## SOURCE PASSAGE
start

Get a Real Job
It’s an interesting paradox. As a writer with four novels in print, one of the most common questions I get is “When are you going to quit your day job?” On the other hand, take a writer who has done just that and runs into financial trouble. One of the first questions they hear is “Why don’t you just get a real job?”
Writing “professionally” is a real job. It’s more work than any day job I’ve had. There’s the actual writing, the rewriting, the communication with editors, agents, and fans, the paperwork (contracts, taxes, etc.), and that’s before you decide to go to that convention or booksigning, or try to do some publicity for your work.
The real question is “Why don’t you get a safe job?” One that would provide you with stable income, health insurance, and everything else you needed to avoid this mess.
Of course, “safe” jobs aren’t all that safe, especially these days. I work for state government, one of the most stable employers around. My first unpaid layoff day is Friday. Right now, we’ve only got six of them, but next year’s budget is ugly, so we’ll see.

end

Recorded data
start

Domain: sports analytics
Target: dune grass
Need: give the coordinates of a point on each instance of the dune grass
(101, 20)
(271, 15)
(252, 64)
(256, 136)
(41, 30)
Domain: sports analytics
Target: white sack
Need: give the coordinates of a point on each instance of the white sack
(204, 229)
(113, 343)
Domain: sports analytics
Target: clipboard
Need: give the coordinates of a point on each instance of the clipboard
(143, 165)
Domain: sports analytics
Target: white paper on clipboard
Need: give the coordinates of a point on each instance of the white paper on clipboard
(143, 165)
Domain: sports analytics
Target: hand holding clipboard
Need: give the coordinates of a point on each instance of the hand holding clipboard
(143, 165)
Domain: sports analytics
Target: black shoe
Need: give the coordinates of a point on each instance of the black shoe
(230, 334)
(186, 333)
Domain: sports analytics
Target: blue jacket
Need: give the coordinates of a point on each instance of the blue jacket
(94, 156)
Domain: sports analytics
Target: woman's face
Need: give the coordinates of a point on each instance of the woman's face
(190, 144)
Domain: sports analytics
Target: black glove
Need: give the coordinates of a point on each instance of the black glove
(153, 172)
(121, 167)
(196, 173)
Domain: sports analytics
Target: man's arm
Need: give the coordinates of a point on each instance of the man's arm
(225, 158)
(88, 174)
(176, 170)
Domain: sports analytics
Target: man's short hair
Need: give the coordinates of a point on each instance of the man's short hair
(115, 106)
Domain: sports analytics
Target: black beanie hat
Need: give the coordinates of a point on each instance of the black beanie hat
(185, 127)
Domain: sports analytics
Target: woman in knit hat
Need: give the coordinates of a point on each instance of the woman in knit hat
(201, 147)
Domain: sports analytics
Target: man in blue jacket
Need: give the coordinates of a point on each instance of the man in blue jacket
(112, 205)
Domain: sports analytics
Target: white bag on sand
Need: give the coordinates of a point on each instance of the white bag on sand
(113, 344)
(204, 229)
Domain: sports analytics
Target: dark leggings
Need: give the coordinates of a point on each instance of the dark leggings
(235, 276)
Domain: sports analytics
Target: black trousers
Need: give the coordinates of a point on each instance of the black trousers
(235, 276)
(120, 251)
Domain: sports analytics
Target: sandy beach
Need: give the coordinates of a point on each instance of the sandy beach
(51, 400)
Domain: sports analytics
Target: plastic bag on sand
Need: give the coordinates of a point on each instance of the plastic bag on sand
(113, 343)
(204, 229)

end

## GOAL 1
Set down, word for word, the stretch of the essay on writing as a real job from "The real question" through "avoid this mess.".
## GOAL 2
Return every line of the listing that contains the word "blue".

## EXPECTED ANSWER 1
The real question is “Why don’t you get a safe job?” One that would provide you with stable income, health insurance, and everything else you needed to avoid this mess.

## EXPECTED ANSWER 2
Target: blue jacket
Need: give the coordinates of a point on each instance of the blue jacket
Target: man in blue jacket
Need: give the coordinates of a point on each instance of the man in blue jacket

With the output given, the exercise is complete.